WHAT IS ASKED: Give the data a second time, exactly and in full.

Records from a dataset
┌──
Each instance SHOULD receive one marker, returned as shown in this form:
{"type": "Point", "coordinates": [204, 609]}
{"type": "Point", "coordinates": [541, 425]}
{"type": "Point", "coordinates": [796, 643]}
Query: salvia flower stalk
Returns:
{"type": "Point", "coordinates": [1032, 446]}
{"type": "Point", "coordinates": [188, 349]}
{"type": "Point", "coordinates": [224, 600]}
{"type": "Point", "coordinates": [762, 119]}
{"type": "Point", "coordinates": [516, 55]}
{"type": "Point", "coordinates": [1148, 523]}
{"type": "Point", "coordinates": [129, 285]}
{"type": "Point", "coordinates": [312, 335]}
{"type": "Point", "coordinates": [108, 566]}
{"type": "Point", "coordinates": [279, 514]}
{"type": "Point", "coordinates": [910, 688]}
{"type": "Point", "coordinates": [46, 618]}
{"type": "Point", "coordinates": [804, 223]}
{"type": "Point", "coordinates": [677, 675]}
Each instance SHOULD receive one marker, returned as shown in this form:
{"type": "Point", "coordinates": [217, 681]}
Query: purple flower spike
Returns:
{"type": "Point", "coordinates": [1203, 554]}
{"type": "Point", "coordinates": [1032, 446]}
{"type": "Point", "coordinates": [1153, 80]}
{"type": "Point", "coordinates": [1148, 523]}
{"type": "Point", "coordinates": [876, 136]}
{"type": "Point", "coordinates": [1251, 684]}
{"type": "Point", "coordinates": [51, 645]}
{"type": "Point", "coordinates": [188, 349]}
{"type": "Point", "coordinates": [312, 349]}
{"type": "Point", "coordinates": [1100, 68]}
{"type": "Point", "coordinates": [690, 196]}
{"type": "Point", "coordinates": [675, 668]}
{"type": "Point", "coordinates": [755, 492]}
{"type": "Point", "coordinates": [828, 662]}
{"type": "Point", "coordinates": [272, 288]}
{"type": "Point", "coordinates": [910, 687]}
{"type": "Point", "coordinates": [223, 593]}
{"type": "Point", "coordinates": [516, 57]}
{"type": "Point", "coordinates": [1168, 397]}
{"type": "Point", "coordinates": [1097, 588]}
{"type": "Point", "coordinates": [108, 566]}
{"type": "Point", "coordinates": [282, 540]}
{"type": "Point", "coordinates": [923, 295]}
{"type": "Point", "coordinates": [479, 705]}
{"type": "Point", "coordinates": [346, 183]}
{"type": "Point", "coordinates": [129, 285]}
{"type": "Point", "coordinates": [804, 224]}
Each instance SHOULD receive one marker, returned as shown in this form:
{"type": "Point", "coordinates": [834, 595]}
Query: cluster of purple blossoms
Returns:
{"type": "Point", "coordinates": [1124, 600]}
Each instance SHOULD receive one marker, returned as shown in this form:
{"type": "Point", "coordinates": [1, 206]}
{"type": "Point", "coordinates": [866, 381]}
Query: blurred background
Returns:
└──
RESPONSE TO THIS TASK:
Each instance SHOULD receive one marker, returned as shown in this form:
{"type": "Point", "coordinates": [204, 609]}
{"type": "Point", "coordinates": [541, 425]}
{"type": "Point", "coordinates": [796, 643]}
Query: salvia flower stalk
Returns:
{"type": "Point", "coordinates": [1032, 446]}
{"type": "Point", "coordinates": [188, 349]}
{"type": "Point", "coordinates": [224, 600]}
{"type": "Point", "coordinates": [762, 119]}
{"type": "Point", "coordinates": [516, 55]}
{"type": "Point", "coordinates": [1148, 523]}
{"type": "Point", "coordinates": [129, 285]}
{"type": "Point", "coordinates": [312, 335]}
{"type": "Point", "coordinates": [108, 566]}
{"type": "Point", "coordinates": [279, 514]}
{"type": "Point", "coordinates": [910, 688]}
{"type": "Point", "coordinates": [46, 618]}
{"type": "Point", "coordinates": [804, 223]}
{"type": "Point", "coordinates": [677, 675]}
Each instance SHOULD receive one marker, returned as shown in this form:
{"type": "Point", "coordinates": [217, 681]}
Query: purple flower spike
Returns:
{"type": "Point", "coordinates": [1203, 554]}
{"type": "Point", "coordinates": [1032, 446]}
{"type": "Point", "coordinates": [1153, 80]}
{"type": "Point", "coordinates": [1148, 523]}
{"type": "Point", "coordinates": [876, 136]}
{"type": "Point", "coordinates": [1251, 684]}
{"type": "Point", "coordinates": [51, 645]}
{"type": "Point", "coordinates": [188, 349]}
{"type": "Point", "coordinates": [312, 349]}
{"type": "Point", "coordinates": [1100, 68]}
{"type": "Point", "coordinates": [690, 196]}
{"type": "Point", "coordinates": [675, 668]}
{"type": "Point", "coordinates": [755, 492]}
{"type": "Point", "coordinates": [828, 662]}
{"type": "Point", "coordinates": [272, 288]}
{"type": "Point", "coordinates": [910, 687]}
{"type": "Point", "coordinates": [223, 593]}
{"type": "Point", "coordinates": [516, 57]}
{"type": "Point", "coordinates": [1168, 397]}
{"type": "Point", "coordinates": [1097, 588]}
{"type": "Point", "coordinates": [108, 566]}
{"type": "Point", "coordinates": [282, 540]}
{"type": "Point", "coordinates": [923, 295]}
{"type": "Point", "coordinates": [479, 705]}
{"type": "Point", "coordinates": [346, 183]}
{"type": "Point", "coordinates": [129, 285]}
{"type": "Point", "coordinates": [804, 224]}
Each instance SHOULD receive one marker, returned as shown in this form:
{"type": "Point", "coordinates": [834, 595]}
Query: cluster of purple blossoms
Returns:
{"type": "Point", "coordinates": [1124, 600]}
Each instance SHOULD receive one marker, returned as shown in this form:
{"type": "Point", "coordinates": [1, 206]}
{"type": "Point", "coordinates": [866, 381]}
Query: blurred background
Returns:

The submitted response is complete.